- [Materials provided]
<<<<

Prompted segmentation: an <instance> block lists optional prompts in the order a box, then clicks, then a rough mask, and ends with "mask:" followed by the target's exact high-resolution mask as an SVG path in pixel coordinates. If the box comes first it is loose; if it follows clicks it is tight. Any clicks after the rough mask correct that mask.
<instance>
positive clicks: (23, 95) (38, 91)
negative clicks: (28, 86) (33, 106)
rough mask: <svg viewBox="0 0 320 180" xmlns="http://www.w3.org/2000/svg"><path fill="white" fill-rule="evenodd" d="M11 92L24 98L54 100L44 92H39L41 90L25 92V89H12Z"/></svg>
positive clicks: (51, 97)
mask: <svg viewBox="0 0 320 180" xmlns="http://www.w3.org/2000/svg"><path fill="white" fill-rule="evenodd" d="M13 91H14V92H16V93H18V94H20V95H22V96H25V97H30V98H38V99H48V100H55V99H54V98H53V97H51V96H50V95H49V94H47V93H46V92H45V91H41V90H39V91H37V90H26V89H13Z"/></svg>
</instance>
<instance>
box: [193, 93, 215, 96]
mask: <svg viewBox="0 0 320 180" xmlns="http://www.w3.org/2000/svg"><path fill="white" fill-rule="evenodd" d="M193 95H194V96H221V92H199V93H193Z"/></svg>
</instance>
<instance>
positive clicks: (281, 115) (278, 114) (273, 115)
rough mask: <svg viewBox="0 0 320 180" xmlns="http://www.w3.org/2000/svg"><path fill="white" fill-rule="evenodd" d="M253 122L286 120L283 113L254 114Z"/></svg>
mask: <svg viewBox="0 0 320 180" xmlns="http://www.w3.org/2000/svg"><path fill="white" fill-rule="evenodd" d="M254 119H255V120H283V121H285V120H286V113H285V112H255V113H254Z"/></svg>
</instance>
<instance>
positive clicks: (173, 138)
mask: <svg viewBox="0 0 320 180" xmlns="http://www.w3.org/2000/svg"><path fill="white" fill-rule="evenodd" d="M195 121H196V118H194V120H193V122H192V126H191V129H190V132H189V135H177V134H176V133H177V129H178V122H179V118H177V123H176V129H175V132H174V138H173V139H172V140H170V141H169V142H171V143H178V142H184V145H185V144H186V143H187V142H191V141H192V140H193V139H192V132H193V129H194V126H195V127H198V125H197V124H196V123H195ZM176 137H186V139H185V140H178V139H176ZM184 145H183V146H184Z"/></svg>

>>>>

- [What needs to be done] How many lines above contain the string "evenodd"? Case counts. Give only the number.

- [Output] 6